## start INPUT FOR THIS TASK
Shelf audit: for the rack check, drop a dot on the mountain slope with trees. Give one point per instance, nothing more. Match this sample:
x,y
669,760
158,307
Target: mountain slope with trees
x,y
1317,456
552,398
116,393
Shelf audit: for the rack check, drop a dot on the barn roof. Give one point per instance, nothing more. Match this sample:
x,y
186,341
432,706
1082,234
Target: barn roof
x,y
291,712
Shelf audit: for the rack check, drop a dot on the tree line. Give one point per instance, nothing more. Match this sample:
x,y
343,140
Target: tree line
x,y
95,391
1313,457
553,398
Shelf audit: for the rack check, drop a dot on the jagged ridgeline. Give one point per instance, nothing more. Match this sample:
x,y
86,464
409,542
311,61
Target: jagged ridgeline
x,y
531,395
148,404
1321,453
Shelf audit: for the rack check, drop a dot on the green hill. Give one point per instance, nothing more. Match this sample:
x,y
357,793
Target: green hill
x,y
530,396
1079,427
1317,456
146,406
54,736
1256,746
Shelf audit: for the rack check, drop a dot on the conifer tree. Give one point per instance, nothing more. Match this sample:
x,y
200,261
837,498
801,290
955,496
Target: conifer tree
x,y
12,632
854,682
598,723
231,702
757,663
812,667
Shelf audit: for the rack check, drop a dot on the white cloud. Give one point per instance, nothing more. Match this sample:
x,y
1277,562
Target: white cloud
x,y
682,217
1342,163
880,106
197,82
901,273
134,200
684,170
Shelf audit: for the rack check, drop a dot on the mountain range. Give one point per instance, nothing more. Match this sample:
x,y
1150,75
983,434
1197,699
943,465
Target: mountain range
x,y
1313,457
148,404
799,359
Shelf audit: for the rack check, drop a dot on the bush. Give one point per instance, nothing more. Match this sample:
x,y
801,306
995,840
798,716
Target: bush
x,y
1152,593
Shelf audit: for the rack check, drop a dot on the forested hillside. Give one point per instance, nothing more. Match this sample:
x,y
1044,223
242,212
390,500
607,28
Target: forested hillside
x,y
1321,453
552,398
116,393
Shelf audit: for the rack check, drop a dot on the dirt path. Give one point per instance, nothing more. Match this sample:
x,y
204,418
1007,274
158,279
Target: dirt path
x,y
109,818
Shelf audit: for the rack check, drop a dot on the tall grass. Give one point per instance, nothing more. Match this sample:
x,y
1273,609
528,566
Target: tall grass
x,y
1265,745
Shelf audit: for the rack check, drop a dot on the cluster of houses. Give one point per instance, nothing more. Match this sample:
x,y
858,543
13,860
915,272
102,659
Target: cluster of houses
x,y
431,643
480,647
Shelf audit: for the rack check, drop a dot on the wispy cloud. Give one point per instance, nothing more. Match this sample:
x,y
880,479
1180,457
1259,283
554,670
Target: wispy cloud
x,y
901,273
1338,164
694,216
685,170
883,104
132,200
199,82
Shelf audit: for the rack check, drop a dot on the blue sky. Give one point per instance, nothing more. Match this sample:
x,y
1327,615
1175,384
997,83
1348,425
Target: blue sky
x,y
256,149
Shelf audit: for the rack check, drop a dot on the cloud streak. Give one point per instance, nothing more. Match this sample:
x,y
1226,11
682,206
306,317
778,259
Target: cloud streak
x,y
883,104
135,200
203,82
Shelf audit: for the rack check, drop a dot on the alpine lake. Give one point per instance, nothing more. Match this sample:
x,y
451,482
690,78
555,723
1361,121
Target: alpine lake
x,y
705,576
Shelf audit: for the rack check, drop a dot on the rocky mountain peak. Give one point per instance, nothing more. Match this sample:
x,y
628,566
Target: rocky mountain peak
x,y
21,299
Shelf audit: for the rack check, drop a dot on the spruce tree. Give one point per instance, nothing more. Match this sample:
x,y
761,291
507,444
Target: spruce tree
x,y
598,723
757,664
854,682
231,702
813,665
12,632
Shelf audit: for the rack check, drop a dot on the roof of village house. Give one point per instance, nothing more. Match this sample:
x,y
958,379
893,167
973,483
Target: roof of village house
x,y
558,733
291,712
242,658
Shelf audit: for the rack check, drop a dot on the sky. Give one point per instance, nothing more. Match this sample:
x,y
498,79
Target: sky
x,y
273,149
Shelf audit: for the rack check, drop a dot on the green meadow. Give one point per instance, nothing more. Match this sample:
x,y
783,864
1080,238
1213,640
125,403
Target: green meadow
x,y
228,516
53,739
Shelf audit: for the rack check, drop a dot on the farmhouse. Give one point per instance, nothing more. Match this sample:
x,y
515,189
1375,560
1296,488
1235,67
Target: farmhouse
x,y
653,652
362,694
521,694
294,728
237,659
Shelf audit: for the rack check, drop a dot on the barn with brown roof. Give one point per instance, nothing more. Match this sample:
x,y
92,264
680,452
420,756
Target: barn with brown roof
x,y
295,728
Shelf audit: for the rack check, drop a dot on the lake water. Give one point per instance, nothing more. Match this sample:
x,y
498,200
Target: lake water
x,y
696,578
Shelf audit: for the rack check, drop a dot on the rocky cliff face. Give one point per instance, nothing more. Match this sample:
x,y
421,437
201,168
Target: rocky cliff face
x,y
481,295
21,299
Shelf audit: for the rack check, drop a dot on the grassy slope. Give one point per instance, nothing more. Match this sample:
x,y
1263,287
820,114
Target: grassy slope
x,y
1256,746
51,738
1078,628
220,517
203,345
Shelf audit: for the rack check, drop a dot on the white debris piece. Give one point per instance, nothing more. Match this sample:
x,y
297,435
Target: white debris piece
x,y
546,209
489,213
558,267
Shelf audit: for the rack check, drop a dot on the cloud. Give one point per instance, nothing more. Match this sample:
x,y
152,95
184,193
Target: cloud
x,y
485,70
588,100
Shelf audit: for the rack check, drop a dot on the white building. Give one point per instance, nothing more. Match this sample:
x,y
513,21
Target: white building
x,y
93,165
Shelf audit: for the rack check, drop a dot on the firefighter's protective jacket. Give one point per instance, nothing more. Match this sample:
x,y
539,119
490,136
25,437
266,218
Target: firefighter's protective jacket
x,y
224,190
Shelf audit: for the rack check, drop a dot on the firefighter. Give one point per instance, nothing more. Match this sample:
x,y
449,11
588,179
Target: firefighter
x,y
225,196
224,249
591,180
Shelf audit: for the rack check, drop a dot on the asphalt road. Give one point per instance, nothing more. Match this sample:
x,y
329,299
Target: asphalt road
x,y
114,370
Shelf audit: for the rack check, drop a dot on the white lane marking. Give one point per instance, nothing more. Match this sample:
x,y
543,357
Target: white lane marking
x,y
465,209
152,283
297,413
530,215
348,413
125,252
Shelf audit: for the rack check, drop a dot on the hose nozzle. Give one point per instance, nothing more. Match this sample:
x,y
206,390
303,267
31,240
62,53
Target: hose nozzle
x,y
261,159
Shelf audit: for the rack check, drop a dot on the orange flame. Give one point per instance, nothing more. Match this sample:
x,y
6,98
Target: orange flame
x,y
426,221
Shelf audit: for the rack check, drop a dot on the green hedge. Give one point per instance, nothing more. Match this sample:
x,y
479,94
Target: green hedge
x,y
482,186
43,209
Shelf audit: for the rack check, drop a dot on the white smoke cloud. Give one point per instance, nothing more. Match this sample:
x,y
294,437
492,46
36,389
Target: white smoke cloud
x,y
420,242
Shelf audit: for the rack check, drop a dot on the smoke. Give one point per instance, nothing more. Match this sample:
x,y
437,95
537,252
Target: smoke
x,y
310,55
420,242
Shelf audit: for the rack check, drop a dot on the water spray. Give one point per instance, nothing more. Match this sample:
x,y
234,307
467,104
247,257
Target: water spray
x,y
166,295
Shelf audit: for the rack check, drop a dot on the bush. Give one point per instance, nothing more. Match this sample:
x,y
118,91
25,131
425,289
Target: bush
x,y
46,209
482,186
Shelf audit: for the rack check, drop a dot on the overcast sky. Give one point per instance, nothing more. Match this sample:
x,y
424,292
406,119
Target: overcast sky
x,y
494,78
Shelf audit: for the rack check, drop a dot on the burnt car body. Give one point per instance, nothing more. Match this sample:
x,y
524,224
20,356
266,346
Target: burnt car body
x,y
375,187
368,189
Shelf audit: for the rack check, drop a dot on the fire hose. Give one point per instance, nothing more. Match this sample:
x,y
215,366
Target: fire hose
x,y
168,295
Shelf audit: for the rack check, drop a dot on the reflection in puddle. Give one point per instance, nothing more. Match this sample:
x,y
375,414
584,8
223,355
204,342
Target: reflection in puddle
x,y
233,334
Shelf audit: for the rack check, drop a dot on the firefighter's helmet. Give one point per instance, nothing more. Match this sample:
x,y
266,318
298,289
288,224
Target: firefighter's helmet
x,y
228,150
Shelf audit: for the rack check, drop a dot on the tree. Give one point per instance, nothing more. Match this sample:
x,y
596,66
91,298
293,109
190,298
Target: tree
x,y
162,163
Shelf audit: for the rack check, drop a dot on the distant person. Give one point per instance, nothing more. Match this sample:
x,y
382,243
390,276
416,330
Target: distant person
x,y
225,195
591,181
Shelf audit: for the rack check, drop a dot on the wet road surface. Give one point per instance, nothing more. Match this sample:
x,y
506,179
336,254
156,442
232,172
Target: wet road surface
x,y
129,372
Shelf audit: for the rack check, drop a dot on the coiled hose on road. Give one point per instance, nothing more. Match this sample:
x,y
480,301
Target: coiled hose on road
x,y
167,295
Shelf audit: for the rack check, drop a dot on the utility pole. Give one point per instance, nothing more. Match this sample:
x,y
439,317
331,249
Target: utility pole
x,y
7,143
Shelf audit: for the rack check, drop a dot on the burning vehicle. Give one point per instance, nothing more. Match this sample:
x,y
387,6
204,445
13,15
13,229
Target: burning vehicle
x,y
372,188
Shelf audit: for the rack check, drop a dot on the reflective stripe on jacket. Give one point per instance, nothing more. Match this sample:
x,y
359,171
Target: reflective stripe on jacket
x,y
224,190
## end INPUT FOR THIS TASK
• DO THIS:
Copy exactly the line containing "on the reflection" and every line after it, ending with the last line of the records above.

• ANSWER BELOW:
Shelf audit: for the rack check, drop a dot on the reflection in puddle. Give one point per instance, nothing more. Match this sample:
x,y
375,414
584,8
223,355
204,342
Target: reflection in puddle
x,y
233,334
Shelf audit: for the rack check, drop a dot on the firefighter's helmet. Give one point per instance, nothing more. Match this sample:
x,y
266,318
298,289
288,224
Target: firefighter's helmet
x,y
228,150
Shelf audit: for the rack check, drop a dot on the tree. Give one point per instance, nothing more. Match this sample:
x,y
596,66
91,298
293,109
190,298
Target: tree
x,y
162,163
Shelf audit: for the rack check, drop a dot on the distant person. Give one point per instance, nothing more. Match this sample:
x,y
382,243
390,276
416,330
Target: distant person
x,y
225,195
591,181
Shelf audit: for the rack check, drop a dot on the wet road surface. Give one point per instance, nothing more. Match this sample:
x,y
506,179
336,254
156,442
232,172
Target: wet road surface
x,y
129,372
Shelf audit: for the rack check, drop a dot on the coiled hose on road. Give one point per instance, nothing more. Match this sample:
x,y
480,301
Target: coiled hose on road
x,y
167,295
Shelf audit: for the rack check, drop a dot on the utility pole. Give one point per instance, nothing more. Match this sample:
x,y
439,317
331,249
Target: utility pole
x,y
7,143
Shelf audit: for the rack check, drop a dot on the burning vehicle. Give one point per instance, nothing more. Match this sample:
x,y
387,6
204,445
13,15
13,229
Target: burning vehicle
x,y
372,188
Shelf audit: for the rack check, drop a dot on the reflective stripe on jacket. Give one point per instance, nothing more. Match this sample:
x,y
359,171
Target: reflective stripe on jacket
x,y
224,190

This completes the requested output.